** RECORDS FOR THE EXERCISE follows **

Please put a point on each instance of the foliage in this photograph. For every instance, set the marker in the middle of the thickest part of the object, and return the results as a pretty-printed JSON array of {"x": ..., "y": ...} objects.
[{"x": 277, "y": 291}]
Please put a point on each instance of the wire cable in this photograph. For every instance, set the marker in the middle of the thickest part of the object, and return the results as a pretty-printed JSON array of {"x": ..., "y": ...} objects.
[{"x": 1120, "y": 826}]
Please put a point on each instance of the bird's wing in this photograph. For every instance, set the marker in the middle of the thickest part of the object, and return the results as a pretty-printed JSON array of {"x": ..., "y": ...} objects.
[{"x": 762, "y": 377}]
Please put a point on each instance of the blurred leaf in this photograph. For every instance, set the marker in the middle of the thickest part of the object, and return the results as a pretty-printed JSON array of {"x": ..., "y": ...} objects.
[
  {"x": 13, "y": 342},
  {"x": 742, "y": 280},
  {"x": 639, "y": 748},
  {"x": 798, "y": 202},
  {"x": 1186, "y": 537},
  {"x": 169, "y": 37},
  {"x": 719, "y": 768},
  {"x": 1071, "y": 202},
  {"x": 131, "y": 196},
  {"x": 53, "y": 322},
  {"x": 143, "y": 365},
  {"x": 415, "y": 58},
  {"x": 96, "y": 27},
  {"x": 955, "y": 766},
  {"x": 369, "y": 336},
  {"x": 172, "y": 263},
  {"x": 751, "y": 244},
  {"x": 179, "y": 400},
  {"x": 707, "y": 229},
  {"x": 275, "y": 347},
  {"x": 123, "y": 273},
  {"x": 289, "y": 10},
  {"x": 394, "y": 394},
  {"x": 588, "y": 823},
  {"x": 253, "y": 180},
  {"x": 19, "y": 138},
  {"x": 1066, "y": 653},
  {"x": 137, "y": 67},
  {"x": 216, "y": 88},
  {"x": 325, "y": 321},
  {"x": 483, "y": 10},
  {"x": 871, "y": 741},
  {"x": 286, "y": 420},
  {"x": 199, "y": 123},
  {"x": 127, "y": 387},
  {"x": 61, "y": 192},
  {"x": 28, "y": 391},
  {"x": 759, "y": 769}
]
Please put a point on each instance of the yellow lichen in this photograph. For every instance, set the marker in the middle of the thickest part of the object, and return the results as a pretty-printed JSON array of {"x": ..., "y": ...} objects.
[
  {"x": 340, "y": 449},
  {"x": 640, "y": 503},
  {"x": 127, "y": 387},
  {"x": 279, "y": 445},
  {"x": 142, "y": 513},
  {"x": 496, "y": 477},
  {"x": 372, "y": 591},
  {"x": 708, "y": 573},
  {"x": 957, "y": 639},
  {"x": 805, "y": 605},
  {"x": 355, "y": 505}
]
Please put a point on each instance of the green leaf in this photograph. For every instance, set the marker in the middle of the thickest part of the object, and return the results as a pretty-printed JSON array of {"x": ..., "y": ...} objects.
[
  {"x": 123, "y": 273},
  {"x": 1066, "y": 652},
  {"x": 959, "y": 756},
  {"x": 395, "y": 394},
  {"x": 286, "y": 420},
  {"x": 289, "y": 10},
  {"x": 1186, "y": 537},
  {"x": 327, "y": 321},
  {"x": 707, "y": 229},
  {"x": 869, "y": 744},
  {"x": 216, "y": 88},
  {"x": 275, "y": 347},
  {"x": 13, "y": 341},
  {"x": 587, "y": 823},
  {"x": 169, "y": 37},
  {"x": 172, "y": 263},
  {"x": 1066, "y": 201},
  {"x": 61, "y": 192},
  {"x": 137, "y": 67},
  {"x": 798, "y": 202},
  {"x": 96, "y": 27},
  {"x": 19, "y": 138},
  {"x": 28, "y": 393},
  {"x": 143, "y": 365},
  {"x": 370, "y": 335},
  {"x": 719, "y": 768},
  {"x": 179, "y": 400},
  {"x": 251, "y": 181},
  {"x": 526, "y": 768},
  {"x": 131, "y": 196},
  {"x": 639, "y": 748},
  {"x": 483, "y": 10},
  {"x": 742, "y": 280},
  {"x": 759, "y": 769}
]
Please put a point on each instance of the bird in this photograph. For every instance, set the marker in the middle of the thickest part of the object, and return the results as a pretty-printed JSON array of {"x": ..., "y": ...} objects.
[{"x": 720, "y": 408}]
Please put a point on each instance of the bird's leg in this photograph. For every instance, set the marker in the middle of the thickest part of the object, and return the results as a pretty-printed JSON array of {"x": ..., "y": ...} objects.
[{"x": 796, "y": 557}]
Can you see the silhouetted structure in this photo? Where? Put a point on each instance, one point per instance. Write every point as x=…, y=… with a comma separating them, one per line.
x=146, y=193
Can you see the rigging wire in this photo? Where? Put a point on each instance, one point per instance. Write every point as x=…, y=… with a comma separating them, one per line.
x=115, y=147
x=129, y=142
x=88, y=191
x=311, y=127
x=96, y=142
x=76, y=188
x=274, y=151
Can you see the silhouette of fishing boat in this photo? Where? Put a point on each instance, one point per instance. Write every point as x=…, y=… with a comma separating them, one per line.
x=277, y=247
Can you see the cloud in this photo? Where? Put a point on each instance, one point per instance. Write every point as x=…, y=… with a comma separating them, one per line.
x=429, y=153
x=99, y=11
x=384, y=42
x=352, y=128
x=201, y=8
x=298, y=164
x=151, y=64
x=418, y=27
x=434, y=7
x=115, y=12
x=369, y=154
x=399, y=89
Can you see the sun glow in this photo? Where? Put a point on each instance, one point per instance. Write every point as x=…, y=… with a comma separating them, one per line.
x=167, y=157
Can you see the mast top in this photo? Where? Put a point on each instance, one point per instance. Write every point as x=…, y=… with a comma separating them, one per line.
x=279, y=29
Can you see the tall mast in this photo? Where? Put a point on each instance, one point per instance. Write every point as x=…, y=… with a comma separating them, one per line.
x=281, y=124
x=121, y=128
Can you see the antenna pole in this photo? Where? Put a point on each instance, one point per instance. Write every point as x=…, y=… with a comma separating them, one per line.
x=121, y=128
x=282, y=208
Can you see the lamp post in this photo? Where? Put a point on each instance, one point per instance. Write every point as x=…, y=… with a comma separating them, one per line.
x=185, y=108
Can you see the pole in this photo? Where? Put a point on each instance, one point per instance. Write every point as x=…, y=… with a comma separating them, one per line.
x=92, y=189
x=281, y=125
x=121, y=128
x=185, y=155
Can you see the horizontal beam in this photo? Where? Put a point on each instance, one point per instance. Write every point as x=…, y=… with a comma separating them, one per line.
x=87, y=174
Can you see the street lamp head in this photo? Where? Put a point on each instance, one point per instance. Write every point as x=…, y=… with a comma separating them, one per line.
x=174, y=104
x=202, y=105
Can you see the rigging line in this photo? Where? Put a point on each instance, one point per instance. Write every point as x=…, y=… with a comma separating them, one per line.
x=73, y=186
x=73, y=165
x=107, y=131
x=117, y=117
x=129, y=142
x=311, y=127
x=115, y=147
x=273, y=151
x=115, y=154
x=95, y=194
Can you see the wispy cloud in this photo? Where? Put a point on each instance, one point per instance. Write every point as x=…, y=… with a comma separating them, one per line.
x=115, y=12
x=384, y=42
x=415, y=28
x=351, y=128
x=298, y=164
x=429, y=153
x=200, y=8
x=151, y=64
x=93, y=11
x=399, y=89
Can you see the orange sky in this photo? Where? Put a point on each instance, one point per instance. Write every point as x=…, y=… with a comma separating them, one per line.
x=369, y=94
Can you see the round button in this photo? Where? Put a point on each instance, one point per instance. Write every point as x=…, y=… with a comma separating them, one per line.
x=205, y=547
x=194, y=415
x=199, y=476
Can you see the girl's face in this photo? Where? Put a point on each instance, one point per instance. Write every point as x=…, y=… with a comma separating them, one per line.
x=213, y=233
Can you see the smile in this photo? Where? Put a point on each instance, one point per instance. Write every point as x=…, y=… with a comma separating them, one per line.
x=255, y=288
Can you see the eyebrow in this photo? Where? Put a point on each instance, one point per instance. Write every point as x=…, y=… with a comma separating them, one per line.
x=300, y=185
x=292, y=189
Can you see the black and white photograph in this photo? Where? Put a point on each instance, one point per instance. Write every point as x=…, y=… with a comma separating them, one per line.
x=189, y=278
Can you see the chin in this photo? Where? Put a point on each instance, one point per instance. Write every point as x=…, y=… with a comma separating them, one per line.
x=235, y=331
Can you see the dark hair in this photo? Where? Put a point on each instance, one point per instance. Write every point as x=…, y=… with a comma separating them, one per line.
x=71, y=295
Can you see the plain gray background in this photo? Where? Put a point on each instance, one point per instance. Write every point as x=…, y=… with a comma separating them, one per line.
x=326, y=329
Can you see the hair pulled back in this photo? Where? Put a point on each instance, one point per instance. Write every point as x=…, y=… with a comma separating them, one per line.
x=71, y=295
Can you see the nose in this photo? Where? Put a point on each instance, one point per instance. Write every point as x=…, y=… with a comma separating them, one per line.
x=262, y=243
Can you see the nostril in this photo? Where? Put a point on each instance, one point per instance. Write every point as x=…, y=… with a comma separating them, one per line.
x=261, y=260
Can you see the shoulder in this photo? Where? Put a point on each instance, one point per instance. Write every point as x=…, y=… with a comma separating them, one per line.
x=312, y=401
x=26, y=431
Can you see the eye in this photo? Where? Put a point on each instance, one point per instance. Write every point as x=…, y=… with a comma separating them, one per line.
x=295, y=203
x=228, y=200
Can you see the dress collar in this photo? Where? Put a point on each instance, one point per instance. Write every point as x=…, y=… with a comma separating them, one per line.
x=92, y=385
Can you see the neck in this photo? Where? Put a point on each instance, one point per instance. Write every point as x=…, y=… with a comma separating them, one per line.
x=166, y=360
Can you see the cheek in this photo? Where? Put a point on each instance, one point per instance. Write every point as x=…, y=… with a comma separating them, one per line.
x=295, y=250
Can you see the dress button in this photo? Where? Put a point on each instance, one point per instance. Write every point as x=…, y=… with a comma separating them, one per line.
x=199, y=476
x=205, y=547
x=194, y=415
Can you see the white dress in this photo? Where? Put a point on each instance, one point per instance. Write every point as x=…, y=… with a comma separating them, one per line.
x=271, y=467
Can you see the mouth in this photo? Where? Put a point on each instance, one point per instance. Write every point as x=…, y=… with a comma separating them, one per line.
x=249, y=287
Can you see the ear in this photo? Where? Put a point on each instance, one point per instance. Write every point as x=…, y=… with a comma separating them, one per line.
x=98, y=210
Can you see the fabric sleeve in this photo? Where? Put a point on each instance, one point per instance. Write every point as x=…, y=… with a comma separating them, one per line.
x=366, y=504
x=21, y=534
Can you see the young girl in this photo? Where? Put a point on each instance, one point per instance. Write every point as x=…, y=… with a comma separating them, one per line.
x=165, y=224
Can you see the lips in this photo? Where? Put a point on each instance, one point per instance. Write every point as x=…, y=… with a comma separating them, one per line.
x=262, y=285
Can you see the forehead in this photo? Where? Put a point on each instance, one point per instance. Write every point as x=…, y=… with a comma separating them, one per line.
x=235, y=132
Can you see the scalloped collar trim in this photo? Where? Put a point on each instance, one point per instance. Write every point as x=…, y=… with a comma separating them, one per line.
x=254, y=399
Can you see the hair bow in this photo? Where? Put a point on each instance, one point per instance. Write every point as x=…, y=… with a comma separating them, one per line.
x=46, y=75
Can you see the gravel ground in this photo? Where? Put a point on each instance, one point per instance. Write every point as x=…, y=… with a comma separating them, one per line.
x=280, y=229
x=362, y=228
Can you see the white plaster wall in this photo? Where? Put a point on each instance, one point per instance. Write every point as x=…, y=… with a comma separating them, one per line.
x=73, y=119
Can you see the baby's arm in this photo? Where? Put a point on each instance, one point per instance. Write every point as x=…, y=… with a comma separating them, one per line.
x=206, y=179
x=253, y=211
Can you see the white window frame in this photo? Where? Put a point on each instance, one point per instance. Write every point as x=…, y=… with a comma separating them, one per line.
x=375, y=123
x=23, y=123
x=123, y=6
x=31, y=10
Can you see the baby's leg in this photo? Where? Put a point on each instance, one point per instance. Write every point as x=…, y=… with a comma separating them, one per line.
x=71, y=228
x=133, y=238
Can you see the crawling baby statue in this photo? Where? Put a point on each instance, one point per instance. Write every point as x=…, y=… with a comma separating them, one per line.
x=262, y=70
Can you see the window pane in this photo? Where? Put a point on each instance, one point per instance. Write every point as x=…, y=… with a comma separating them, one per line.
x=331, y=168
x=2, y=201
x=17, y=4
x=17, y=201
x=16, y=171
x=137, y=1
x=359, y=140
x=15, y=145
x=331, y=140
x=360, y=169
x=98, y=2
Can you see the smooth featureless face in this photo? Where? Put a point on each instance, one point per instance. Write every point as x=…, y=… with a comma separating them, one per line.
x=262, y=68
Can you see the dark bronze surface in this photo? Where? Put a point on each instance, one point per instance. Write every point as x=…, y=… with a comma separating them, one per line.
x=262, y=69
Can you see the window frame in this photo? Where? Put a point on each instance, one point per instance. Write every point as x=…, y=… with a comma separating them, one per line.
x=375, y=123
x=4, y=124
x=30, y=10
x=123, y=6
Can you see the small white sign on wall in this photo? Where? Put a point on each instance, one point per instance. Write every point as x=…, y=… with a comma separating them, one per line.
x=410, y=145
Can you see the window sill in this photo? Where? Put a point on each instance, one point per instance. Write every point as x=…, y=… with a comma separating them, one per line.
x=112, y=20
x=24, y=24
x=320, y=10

** End of RECORDS FOR THE EXERCISE **

**AIM OF THE EXERCISE:** What are the lines from the one with "Can you see the smooth" through the last line of the records above? Quote them exactly and add nothing.

**WRITTEN ANSWER:**
Can you see the smooth featureless face in this photo? Where? Put a point on each instance, one point per instance. Write every point as x=…, y=… with a comma separating them, one per line.
x=262, y=68
Can you see the dark bronze surface in this photo? Where? Put a point on each instance, one point per instance. Write every point as x=…, y=… with a comma separating them, one per line.
x=262, y=69
Can you see the window frame in this photo? Where? Put a point on each instance, one point per instance. Write every point as x=…, y=… with a comma separating them, one per line.
x=375, y=123
x=4, y=124
x=30, y=10
x=123, y=6
Can you see the small white sign on wall in this photo? Where? Put a point on each instance, one point per instance. Write every point as x=…, y=… with a comma separating them, one per line.
x=410, y=145
Can you see the window sill in this photo? Where? Put a point on each instance, one point per instance. Write every point as x=…, y=… with a comma separating them, one per line.
x=112, y=20
x=24, y=24
x=320, y=10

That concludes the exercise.